A shelter for women and children’s shelter in Krugersdorp that has been filled to capacity since the lockdown started has launched a crowdfunding campaign to help provide resources for women escaping abuse. Picture: Pixabay.
Johannesburg - A shelter for women and children’s shelter in Krugersdorp that has been filled to capacity since the lockdown started has launched a crowdfunding campaign to help provide resources for women escaping abuse.
The Cradle of Hope is a non-profit organisation that cares for, protects and rehabilitates abused and vulnerable women with their children, as well as traumatised and troubled teenage girls. The organisation provides a safe home, all their basic needs as well as life coaching, inner healing, life skills, spiritual upliftment, skills development and addiction and stress recovery.
The Cradle of Hope has started a crowdfunding campaign on BackaBuddy to help provide resources to women escaping abuse for their One Day Emergency Shelter for Women.
On April 1, 2020, Cradle of Hope became the full managers and operators of the Cradle of Hope One Day Emergency Shelter for Women. The shelter provides emergency, temporary, overnight safety to 24 women and their children, and this includes a bed with bedding, a hot shower, basic toiletries and dinner.
The women and children who are assisted at the shelter mostly come as a result of domestic trauma, abuse and human trafficking.
“President Cyril Ramaphosa announced a nationwide lockdown on Monday, March 23, 2020, and this led to a radical change in the day-to-day lives of many individuals. Already overpopulated homes had to accommodate people all day and night. This led to an increase in domestic violence and had a negative impact on homelessness, as well as employment,” said the Cradle of Hope’s Sharon Lee.
Lee said there had been an increase in individuals and families needing support in the local community.
“Since lockdown, the shelter has been filled to capacity most nights, and as the One Day Emergency shelter is a place the SAPS and Department of Social Development refer women to, we aim to accommodate everyone,” she said.
Lee added that the organisation’s House of Restoration in West-Krugersdorp was a safe haven and a place of empowerment for destitute, vulnerable and abused women and their children that offered temporary and medium-term accommodation, as well as other benefits, such as life-skills training.
“Our objective is to provide our in-house beneficiaries with safe housing, healthy nutrition, assistance to obtain medical services, education, skills training, job creation, creative recreation, as well as emotional and spiritual development on a sustainable basis, and to address the needs in the community by providing daily meals and monthly food parcels to those in need,” she said.

§ **Dataset records**
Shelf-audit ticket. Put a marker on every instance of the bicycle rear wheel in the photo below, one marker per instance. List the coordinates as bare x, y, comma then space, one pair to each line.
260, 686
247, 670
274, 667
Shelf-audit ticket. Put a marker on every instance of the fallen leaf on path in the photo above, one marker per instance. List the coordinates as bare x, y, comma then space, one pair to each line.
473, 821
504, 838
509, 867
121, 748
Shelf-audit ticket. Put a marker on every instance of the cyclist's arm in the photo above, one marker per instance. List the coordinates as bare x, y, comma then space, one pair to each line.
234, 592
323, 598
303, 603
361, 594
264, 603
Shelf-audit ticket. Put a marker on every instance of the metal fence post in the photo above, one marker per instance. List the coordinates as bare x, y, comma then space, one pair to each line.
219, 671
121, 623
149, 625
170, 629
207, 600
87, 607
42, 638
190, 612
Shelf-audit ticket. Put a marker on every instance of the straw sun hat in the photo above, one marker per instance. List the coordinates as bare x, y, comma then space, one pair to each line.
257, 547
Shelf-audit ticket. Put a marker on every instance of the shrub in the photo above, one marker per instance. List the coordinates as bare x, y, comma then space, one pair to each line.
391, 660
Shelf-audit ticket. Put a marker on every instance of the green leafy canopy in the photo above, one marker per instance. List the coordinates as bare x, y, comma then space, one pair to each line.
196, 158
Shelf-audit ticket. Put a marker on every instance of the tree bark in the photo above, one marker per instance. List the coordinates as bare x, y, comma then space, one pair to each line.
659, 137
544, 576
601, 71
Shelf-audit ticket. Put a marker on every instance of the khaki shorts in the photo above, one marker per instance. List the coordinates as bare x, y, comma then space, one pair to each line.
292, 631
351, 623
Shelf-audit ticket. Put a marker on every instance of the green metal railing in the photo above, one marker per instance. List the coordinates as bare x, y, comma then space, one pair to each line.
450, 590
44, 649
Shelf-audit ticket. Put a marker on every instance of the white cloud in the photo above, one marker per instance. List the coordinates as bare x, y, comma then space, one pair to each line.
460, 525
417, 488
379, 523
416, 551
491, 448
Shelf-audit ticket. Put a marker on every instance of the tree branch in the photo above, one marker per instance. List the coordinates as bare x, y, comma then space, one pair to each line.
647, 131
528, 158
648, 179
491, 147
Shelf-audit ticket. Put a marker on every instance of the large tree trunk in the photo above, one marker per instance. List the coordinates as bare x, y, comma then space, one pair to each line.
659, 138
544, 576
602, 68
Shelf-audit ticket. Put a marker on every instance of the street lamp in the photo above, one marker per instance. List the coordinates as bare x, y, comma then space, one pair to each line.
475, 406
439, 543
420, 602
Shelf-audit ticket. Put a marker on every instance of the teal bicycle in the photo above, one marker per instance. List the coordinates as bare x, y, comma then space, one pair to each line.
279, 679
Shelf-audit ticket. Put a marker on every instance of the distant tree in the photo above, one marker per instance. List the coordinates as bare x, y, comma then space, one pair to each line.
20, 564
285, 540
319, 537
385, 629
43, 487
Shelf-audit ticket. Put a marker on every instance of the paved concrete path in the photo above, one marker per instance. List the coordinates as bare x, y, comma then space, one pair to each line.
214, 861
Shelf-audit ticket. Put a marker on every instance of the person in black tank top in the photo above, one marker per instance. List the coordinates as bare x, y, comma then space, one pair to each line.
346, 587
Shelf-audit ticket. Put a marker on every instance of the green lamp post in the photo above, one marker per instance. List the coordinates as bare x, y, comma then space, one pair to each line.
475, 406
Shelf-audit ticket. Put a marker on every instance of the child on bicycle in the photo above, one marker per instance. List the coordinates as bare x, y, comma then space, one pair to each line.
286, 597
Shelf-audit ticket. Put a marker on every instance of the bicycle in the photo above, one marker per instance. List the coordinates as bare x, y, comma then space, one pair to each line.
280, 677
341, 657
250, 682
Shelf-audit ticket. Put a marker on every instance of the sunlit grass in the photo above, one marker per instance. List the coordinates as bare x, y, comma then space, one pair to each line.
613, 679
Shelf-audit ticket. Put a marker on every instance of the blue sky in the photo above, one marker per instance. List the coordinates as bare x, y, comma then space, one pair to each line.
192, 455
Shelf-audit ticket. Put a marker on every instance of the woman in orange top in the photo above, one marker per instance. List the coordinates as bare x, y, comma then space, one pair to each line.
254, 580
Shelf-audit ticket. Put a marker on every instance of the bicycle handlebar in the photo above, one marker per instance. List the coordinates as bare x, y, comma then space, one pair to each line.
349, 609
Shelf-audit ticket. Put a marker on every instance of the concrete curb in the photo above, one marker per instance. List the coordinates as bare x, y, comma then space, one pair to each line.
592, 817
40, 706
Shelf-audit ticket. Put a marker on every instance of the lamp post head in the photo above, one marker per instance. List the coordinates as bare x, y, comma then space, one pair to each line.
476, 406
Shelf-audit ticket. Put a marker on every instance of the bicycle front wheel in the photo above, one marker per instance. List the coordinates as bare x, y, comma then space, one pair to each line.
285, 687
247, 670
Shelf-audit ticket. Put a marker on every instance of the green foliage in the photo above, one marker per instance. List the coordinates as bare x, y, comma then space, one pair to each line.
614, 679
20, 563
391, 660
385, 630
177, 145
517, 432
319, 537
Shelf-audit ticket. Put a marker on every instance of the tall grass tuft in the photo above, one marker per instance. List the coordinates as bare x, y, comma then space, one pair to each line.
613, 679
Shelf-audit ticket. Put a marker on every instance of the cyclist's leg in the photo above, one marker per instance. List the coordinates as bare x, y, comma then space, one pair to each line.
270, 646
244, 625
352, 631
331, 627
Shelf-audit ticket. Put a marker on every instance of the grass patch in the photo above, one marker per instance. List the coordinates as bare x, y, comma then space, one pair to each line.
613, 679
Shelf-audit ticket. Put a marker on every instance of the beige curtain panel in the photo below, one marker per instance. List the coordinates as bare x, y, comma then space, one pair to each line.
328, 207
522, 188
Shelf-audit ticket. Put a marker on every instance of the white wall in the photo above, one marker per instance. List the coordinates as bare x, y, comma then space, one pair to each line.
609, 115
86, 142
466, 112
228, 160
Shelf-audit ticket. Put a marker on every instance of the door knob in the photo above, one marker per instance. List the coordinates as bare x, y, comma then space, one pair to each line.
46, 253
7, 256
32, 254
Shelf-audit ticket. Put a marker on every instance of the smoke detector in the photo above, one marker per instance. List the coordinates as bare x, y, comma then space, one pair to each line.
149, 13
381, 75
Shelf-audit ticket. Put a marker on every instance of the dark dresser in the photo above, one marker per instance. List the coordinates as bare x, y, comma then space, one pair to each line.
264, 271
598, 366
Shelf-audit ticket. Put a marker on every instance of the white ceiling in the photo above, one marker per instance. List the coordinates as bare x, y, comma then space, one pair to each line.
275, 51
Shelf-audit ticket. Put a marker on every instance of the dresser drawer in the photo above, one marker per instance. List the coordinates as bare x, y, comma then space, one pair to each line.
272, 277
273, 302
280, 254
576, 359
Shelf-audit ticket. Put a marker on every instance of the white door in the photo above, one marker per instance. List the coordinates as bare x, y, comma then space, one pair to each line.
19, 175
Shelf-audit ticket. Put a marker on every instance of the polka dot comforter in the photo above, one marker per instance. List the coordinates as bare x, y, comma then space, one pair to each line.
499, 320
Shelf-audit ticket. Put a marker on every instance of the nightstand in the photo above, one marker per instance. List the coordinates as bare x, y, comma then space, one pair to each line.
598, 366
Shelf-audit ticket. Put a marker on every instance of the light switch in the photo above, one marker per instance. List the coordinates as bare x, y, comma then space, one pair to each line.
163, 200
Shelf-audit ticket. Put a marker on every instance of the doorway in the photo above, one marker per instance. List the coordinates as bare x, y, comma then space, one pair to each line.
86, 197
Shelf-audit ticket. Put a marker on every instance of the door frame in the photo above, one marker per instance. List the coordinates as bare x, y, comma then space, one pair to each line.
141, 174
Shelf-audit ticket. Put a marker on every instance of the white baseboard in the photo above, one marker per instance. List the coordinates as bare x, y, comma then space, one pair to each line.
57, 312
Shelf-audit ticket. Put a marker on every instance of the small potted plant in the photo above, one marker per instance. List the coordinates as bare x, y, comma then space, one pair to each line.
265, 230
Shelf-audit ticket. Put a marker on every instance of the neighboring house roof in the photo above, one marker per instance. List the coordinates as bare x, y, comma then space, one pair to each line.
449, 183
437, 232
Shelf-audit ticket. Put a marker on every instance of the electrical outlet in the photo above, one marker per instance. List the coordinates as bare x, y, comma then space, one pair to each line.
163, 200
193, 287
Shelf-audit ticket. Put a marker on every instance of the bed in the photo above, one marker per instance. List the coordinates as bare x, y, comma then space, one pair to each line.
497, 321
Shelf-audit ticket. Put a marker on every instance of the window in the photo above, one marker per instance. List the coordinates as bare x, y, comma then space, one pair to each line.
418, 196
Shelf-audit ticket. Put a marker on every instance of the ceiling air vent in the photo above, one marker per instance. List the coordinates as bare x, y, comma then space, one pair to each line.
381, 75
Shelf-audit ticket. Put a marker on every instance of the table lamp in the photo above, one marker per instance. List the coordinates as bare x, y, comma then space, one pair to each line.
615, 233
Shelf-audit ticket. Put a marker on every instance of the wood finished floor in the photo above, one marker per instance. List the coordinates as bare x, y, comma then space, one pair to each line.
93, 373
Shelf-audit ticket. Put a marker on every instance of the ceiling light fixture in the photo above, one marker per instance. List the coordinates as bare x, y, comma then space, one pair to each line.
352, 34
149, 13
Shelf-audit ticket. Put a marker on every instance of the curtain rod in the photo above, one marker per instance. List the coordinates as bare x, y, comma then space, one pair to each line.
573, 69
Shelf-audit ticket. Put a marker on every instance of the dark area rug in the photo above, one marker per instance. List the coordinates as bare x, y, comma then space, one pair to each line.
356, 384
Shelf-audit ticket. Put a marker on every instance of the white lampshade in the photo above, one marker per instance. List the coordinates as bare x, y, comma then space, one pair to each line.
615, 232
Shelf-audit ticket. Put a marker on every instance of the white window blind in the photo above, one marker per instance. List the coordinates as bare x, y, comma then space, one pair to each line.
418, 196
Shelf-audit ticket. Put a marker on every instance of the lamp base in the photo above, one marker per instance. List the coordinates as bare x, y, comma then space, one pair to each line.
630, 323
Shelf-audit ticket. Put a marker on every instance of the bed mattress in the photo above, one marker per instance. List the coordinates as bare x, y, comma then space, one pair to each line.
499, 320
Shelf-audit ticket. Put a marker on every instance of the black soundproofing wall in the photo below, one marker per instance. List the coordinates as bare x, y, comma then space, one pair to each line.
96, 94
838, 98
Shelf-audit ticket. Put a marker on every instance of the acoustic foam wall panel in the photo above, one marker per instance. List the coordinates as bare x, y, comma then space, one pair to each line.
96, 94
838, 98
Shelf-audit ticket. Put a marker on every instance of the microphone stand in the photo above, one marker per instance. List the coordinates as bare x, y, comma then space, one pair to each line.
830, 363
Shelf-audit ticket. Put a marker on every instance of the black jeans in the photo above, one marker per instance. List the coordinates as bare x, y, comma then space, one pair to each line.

§ **Work required**
In the Krugersdorp shelter article, rewrite the passage from "The women and" to "the local community.", changing "domestic violence" to "gender-based violence". Draw only on the Krugersdorp shelter article and set the material aside.

§ **Result**
The women and children who are assisted at the shelter mostly come as a result of domestic trauma, abuse and human trafficking.
“President Cyril Ramaphosa announced a nationwide lockdown on Monday, March 23, 2020, and this led to a radical change in the day-to-day lives of many individuals. Already overpopulated homes had to accommodate people all day and night. This led to an increase in gender-based violence and had a negative impact on homelessness, as well as employment,” said the Cradle of Hope’s Sharon Lee.
Lee said there had been an increase in individuals and families needing support in the local community.